» ACTIVITY
Go through the entries below and tally the lines containing the string "shirt"; report only the tally.

Image point grounding data:
══════════════════════════════
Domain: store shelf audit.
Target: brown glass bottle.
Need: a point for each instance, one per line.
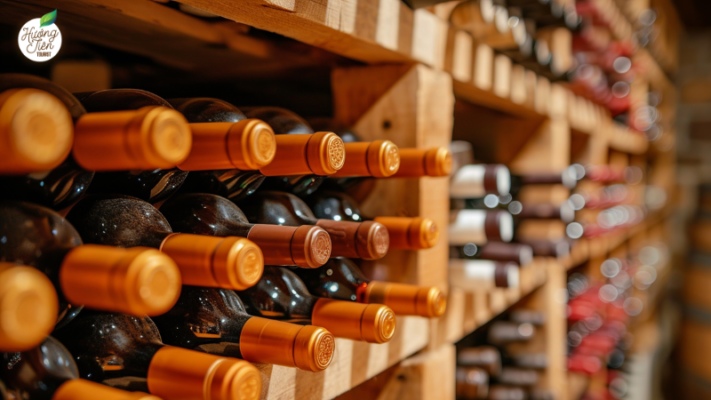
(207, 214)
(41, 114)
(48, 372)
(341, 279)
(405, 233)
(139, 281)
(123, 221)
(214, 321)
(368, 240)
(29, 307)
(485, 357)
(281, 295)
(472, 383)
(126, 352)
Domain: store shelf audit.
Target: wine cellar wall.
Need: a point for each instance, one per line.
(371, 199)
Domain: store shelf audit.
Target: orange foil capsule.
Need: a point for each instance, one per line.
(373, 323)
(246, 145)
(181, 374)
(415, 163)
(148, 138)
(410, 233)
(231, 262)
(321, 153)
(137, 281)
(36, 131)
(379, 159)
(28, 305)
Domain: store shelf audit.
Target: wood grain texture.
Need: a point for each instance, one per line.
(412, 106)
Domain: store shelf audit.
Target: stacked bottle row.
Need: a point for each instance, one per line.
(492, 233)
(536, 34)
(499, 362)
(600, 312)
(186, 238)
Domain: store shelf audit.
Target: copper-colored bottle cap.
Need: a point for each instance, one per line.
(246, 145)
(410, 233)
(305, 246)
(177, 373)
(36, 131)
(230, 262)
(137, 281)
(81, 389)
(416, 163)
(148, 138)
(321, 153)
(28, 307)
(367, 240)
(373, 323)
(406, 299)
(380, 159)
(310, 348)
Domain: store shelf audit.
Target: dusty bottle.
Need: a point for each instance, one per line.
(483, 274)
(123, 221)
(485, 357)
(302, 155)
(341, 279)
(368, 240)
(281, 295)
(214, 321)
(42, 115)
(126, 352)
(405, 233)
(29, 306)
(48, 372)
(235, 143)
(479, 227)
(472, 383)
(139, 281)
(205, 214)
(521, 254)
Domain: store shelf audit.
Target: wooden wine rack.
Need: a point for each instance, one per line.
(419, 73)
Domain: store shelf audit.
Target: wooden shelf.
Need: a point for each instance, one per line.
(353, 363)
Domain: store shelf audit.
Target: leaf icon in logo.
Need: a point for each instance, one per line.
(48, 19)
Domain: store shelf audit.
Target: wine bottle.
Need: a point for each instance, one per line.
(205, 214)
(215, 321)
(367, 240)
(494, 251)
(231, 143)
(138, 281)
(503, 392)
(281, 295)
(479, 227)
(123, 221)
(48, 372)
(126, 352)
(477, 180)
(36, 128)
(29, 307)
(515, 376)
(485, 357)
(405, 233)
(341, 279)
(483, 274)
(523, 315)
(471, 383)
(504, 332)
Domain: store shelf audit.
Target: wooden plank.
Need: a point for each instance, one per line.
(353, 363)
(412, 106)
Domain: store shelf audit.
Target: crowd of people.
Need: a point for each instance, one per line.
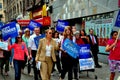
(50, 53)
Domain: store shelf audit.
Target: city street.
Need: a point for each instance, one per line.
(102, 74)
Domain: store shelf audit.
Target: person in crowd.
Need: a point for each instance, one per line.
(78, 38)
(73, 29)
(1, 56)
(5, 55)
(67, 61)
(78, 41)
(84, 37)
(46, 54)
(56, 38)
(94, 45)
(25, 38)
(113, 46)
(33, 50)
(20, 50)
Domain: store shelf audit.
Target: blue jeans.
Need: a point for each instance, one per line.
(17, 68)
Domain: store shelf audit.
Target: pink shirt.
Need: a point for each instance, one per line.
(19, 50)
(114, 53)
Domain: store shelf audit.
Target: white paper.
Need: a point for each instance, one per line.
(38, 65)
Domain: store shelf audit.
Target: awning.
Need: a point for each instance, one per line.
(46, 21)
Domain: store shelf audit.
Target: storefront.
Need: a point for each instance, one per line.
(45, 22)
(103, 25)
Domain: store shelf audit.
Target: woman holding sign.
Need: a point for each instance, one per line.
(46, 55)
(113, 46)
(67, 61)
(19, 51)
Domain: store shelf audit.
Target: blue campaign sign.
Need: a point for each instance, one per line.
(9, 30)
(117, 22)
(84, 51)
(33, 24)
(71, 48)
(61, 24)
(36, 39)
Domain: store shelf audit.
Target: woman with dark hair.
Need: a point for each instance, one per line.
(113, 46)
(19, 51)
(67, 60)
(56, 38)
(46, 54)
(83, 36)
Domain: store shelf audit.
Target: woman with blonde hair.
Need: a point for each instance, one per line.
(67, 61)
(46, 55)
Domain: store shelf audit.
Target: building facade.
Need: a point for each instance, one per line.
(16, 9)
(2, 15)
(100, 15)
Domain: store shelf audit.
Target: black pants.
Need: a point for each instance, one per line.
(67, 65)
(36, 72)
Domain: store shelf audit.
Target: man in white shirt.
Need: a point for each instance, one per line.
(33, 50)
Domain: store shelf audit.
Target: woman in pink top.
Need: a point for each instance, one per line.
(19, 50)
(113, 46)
══════════════════════════════
» ANSWER BOX
2